--- START EXTRACT TO READ ---

Scarf joints on wood spars

aalexander

New member
I started peeling fabric off of my wings (1972 7ECA) and i was a bit surprised to discover that the rear spar had 2 scarf joints in it. It appears that it came that way from the factory. There is no record of a repair to the spar (there was some damage to the wing but the log entry only mentions replacing 2 ribs and recovering. The joints seem to be well done, and it looks like the the original finish. It the joints were done after the plane left the factory, the spar would have had to have been completely removed and completely refininshed, and as far as I can tell, except for the repaired portion, the wing has the original covering. This has me scratching my head, why would bellanca build a wing with not one, but 2 scarf joints?

Also, the joints are just the scarf joints, nothing else. As far as I can tell from reading 43-13 (and I may not be reading correctly) a splice on a rectangular spar requires a doubler on each side of the joint.

--- END EXTRACT TO READ ---

◆ **EXERCISE REQUIREMENTS**
- A) The forum post on scarf joints argues that the two joints in the rear spar came from the factory. Explain why the poster thinks so.
- B) Answer these questions from the forum post on scarf joints:
(i) What aircraft does the poster name as the owner of the wings?
(ii) What work does the log entry mention?
(iii) According to the poster's reading of 43-13, what does a splice on a rectangular spar require?

--- START EXTRACTED ENTRIES ---

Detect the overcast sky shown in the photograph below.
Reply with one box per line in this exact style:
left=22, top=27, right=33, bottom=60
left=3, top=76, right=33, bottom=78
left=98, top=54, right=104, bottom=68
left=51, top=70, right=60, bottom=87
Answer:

--- END EXTRACTED ENTRIES ---

◆ **SOLUTIONS TO THE EXERCISE**
- A) The joints look like they have the original finish, and no record shows a repair to the spar. The log entry mentions only replacing 2 ribs and recovering. Adding the joints after the plane left the factory would have meant removing the spar completely and refinishing it, yet apart from the repaired portion the wing still has its original covering.

- B)
(i) A 1972 7ECA.
(ii) Replacing 2 ribs and recovering.
(iii) A doubler on each side of the joint.